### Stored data
———

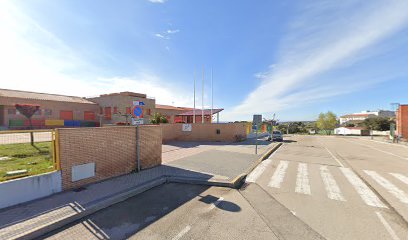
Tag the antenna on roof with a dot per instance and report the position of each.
(202, 100)
(212, 95)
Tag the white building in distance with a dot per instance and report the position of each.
(361, 116)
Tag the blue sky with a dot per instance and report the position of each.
(295, 59)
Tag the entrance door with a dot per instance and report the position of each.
(66, 115)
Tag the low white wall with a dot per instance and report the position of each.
(29, 188)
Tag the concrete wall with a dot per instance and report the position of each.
(110, 150)
(122, 101)
(29, 188)
(204, 132)
(402, 121)
(77, 109)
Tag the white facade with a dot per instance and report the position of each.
(361, 116)
(29, 188)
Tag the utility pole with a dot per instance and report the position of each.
(202, 100)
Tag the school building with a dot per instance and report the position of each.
(55, 110)
(108, 109)
(402, 121)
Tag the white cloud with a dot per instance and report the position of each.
(161, 36)
(335, 36)
(33, 59)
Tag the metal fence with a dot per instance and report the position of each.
(27, 152)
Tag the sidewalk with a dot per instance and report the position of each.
(35, 218)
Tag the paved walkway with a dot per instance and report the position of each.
(16, 221)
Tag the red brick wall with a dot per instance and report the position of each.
(112, 149)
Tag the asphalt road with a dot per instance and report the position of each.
(184, 211)
(342, 187)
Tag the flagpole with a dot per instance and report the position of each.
(202, 100)
(194, 95)
(212, 94)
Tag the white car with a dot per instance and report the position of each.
(276, 136)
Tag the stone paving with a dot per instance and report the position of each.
(195, 161)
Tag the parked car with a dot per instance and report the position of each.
(276, 136)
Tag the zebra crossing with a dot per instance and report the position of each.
(330, 181)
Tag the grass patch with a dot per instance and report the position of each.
(24, 156)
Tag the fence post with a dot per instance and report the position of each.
(138, 148)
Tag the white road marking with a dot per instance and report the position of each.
(377, 141)
(332, 189)
(334, 157)
(400, 177)
(214, 204)
(279, 174)
(387, 226)
(254, 175)
(182, 233)
(391, 188)
(302, 180)
(390, 153)
(362, 189)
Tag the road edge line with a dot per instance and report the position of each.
(238, 181)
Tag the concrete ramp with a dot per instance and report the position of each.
(277, 217)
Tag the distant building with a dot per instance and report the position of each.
(402, 121)
(356, 118)
(55, 110)
(351, 131)
(171, 112)
(187, 117)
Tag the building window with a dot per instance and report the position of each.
(108, 113)
(89, 115)
(11, 111)
(47, 112)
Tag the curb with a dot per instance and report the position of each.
(238, 181)
(90, 210)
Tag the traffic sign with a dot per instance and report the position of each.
(137, 111)
(138, 103)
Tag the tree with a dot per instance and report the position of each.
(28, 111)
(158, 118)
(327, 122)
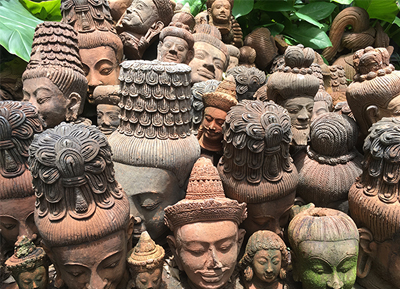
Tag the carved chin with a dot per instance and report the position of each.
(300, 136)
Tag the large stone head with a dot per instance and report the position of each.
(375, 91)
(100, 48)
(256, 167)
(81, 211)
(374, 206)
(19, 121)
(153, 141)
(324, 245)
(54, 81)
(206, 238)
(294, 86)
(211, 57)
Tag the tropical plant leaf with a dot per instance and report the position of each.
(309, 35)
(242, 7)
(317, 10)
(46, 10)
(17, 27)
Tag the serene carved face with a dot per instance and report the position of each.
(48, 99)
(140, 16)
(150, 191)
(271, 216)
(208, 62)
(267, 265)
(221, 11)
(16, 219)
(174, 49)
(99, 264)
(150, 279)
(107, 118)
(207, 252)
(323, 265)
(36, 279)
(101, 67)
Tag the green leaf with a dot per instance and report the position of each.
(380, 9)
(309, 36)
(46, 10)
(317, 10)
(242, 7)
(308, 19)
(17, 27)
(275, 5)
(344, 2)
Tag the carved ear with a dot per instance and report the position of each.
(367, 251)
(372, 114)
(73, 105)
(173, 246)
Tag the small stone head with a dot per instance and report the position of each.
(324, 245)
(29, 265)
(265, 259)
(54, 81)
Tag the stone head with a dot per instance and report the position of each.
(153, 140)
(176, 44)
(19, 121)
(256, 167)
(76, 191)
(294, 87)
(375, 193)
(265, 259)
(206, 238)
(211, 56)
(54, 81)
(29, 265)
(216, 106)
(374, 93)
(324, 245)
(145, 262)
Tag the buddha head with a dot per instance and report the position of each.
(54, 81)
(29, 265)
(294, 87)
(176, 44)
(324, 245)
(145, 262)
(82, 213)
(19, 121)
(216, 106)
(100, 48)
(211, 56)
(153, 140)
(375, 91)
(265, 260)
(256, 167)
(374, 206)
(206, 238)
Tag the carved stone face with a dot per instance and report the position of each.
(101, 67)
(174, 49)
(37, 279)
(208, 62)
(271, 216)
(48, 99)
(221, 11)
(140, 16)
(207, 252)
(16, 219)
(150, 279)
(107, 118)
(148, 199)
(267, 265)
(327, 264)
(98, 264)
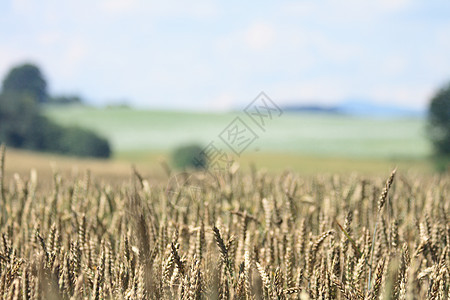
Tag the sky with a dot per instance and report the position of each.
(218, 55)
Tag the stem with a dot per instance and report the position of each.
(371, 255)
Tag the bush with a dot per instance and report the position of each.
(189, 156)
(82, 142)
(439, 121)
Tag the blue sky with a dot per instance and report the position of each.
(212, 55)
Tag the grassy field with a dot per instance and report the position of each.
(133, 131)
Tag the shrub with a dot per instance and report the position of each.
(189, 156)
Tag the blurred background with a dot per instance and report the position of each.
(348, 85)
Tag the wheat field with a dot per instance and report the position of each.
(237, 236)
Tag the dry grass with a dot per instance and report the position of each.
(245, 236)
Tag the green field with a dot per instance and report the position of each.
(139, 131)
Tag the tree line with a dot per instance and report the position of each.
(23, 125)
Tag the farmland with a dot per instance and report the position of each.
(134, 131)
(245, 235)
(292, 218)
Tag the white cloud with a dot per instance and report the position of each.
(259, 36)
(118, 6)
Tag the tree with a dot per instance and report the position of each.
(439, 121)
(26, 79)
(189, 156)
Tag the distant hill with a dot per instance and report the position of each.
(358, 108)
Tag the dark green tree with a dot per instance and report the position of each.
(439, 121)
(26, 79)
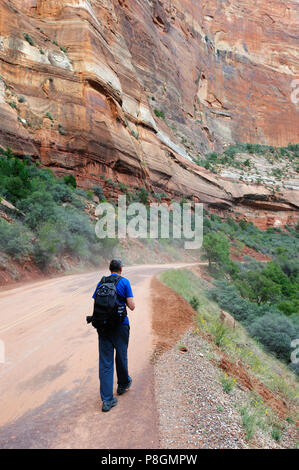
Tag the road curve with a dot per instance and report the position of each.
(49, 384)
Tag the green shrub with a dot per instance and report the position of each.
(159, 114)
(15, 240)
(70, 180)
(275, 332)
(194, 302)
(215, 248)
(98, 192)
(28, 39)
(143, 195)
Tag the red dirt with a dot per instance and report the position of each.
(172, 315)
(238, 371)
(238, 255)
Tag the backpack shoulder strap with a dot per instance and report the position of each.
(118, 278)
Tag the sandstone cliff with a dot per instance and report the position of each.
(133, 89)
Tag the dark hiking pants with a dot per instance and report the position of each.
(117, 341)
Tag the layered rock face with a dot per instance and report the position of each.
(85, 86)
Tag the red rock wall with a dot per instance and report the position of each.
(96, 70)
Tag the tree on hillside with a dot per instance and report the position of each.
(216, 248)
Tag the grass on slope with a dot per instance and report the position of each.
(238, 345)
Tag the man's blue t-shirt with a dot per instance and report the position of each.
(124, 290)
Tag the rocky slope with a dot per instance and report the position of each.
(133, 89)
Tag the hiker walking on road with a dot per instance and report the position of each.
(112, 296)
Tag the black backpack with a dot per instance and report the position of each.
(108, 312)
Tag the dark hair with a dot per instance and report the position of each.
(115, 265)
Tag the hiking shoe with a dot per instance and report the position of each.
(123, 388)
(107, 405)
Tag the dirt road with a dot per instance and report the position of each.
(49, 385)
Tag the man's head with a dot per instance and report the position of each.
(116, 266)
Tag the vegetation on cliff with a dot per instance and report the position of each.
(264, 297)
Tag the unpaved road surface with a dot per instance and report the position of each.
(49, 387)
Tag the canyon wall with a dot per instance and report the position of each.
(133, 89)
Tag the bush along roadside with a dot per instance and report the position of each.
(262, 387)
(264, 297)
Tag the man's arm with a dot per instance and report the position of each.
(130, 303)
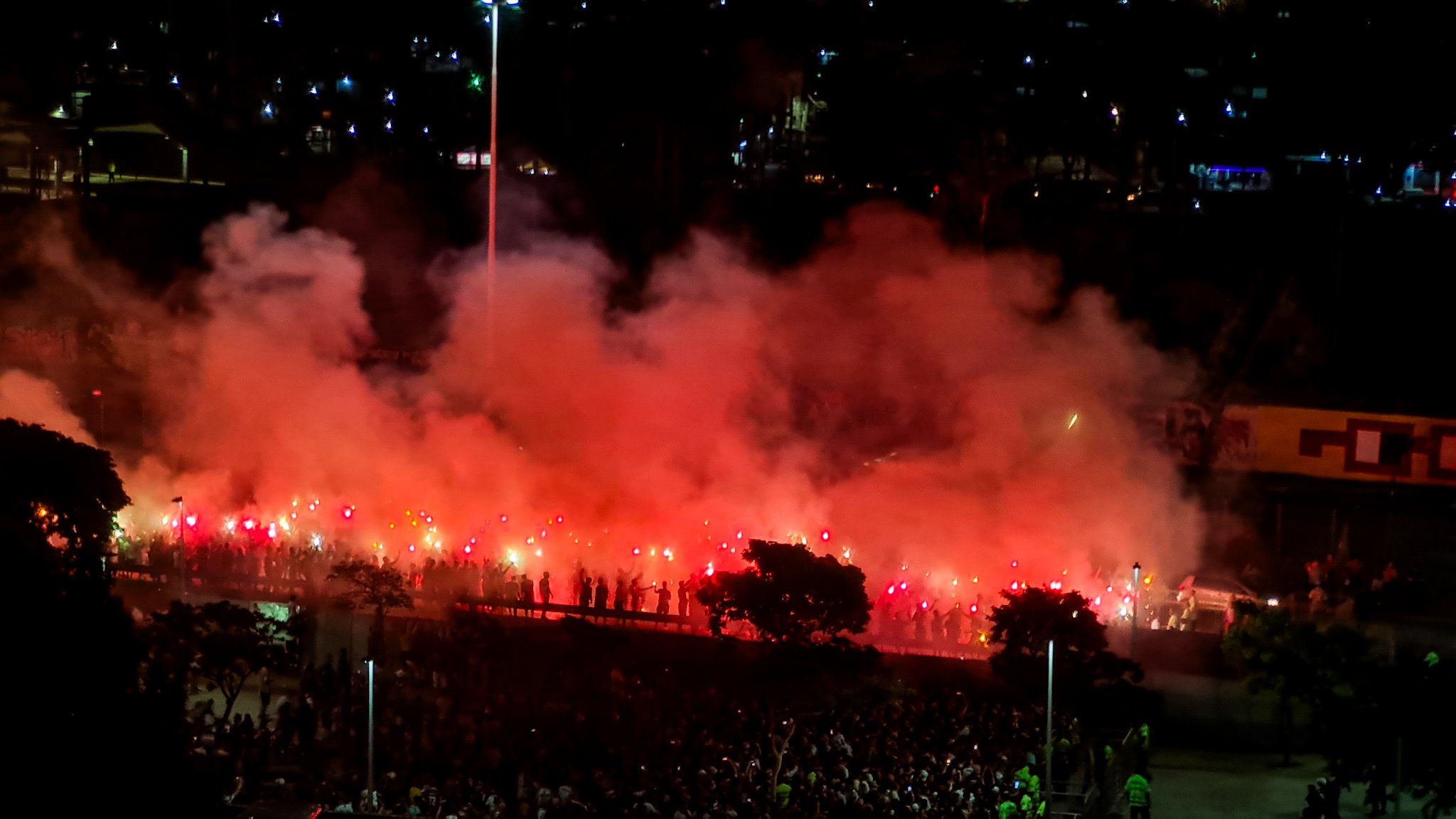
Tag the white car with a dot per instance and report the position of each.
(1211, 592)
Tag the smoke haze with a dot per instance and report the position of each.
(933, 414)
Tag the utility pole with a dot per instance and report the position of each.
(370, 771)
(1051, 646)
(1132, 634)
(183, 542)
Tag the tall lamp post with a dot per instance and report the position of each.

———

### Set task
Replace "smoke haze" with "gray smoke" in the lines starting at the one containing "Tag the man's arm" and ending at the last of the items, and write those lines out again with nothing else changed. Leave the pictures out of your answer.

### Task result
Tag the man's arm with a dot per instance and report the position of each.
(130, 303)
Tag the white car with a dot per instance and report the position of each.
(1211, 592)
Tag the gray smoke with a dot per instance and report the position of each.
(933, 414)
Tag the utility pole with a dot per instance and report the position of each.
(370, 771)
(1051, 646)
(1132, 634)
(183, 542)
Tag the tall lamp post with a dot per instance and report the position of each.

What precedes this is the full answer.